# [Задания]
A. Как перевести на английский предложение «По этому параметру я культурный консерватор.» из фрагмента о либертарианстве?
B. Превратите строки в CSV из двух столбцов, «задание» и «значение». Возьмите всё от начала строк вниз до строки, содержащей «M 129 48 L 127», включая обе границы. Каждой паре текста и ответа отведите одну запись, каждое поле заключите в кавычки, а переносы строк замените пробелами.

# [Выбранный фрагмент]
______________________________
Читать книгу Овцы в волчьих шкурах: в защиту порицаемых - Уолтер Блок - Страница 5

Либертарианство и либертинизм[1]
II. Культурный консерватизм

Оглавление

Посмотрим теперь на пороки с совершенно иной точки зрения: моральной, культурной, эстетической, этической или прагматической. Здесь, конечно, не стоит вопрос о законодательном запрете на них, поскольку они оцениваются совсем по иному стандарту.

Тем не менее очень интересно, как же мы их рассматриваем. Один тот факт, что либертарианец не будет выступать за тюремное заключение для тех, кто предается порокам, не означает его морального нейтралитета по отношению к такому поведению. Итак, мы за или против? Поддерживаем или противостоим? По этому параметру я культурный консерватор. Мне противны гомосексуализм, распутство и садомазохизм, а также сутенерство, проституция, наркотики и т. п. В первой части моего интервью в «Laissez Faire Books» (ноябрь 1991 г.) я говорил: «Основная тема… либертарианства (в том), что любое неагрессивное поведение должно быть легальным; люди и принадлежащая им на законных основаниях частная собственность должны быть священны. Это не означает, что такие неагрессивные действия, как торговля наркотиками, проституция и т. п., хороши, правильны или моральны. По моему мнению, это не так. Речь идет только о том, что силы правопорядка не должны заключать людей за это в тюрьму».

И еще раз, как говорилось в третьей части этого интервью (февраль 1992 г.): «Я не считаю либертарианство атакой на обычаи и мораль. Я считаю, что палеолибертарианцы отметили очень важный момент: то, что мы не сажаем порнографа в тюрьму, не значит, что нам должно нравиться его занятие. Наоборот, абсолютно логичным будет защищать его право заниматься своей профессией и в то же время испытывать отвращение и к нему, и к его действиям».
______________________________
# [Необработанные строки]
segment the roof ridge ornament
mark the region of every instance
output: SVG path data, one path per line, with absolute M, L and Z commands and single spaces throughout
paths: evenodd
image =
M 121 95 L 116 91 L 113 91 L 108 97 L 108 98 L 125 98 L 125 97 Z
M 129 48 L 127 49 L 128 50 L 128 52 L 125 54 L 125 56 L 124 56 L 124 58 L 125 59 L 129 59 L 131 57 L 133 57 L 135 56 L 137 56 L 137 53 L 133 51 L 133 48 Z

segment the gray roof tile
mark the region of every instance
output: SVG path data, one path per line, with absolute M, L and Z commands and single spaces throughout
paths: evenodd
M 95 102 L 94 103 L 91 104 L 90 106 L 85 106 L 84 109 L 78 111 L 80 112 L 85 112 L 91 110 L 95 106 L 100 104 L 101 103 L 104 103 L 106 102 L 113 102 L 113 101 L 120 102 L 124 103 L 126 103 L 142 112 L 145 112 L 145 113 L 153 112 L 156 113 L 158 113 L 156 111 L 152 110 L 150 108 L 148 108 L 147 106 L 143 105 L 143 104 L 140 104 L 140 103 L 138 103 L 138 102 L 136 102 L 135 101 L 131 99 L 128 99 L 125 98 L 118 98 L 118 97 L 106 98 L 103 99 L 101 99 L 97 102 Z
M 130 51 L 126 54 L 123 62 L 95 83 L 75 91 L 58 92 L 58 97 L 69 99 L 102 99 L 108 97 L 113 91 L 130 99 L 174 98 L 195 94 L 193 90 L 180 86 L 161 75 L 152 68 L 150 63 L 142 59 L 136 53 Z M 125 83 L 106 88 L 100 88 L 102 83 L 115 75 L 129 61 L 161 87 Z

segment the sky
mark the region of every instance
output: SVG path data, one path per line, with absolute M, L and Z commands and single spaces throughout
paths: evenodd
______________________________
# [Ответы к заданиям]
A. By this measure, I am a cultural conservative.

B.
задание,значение
"segment the roof ridge ornament mark the region of every instance output: SVG path data, one path per line, with absolute M, L and Z commands and single spaces throughout paths: evenodd image =","M 121 95 L 116 91 L 113 91 L 108 97 L 108 98 L 125 98 L 125 97 Z M 129 48 L 127 49 L 128 50 L 128 52 L 125 54 L 125 56 L 124 56 L 124 58 L 125 59 L 129 59 L 131 57 L 133 57 L 135 56 L 137 56 L 137 53 L 133 51 L 133 48 Z"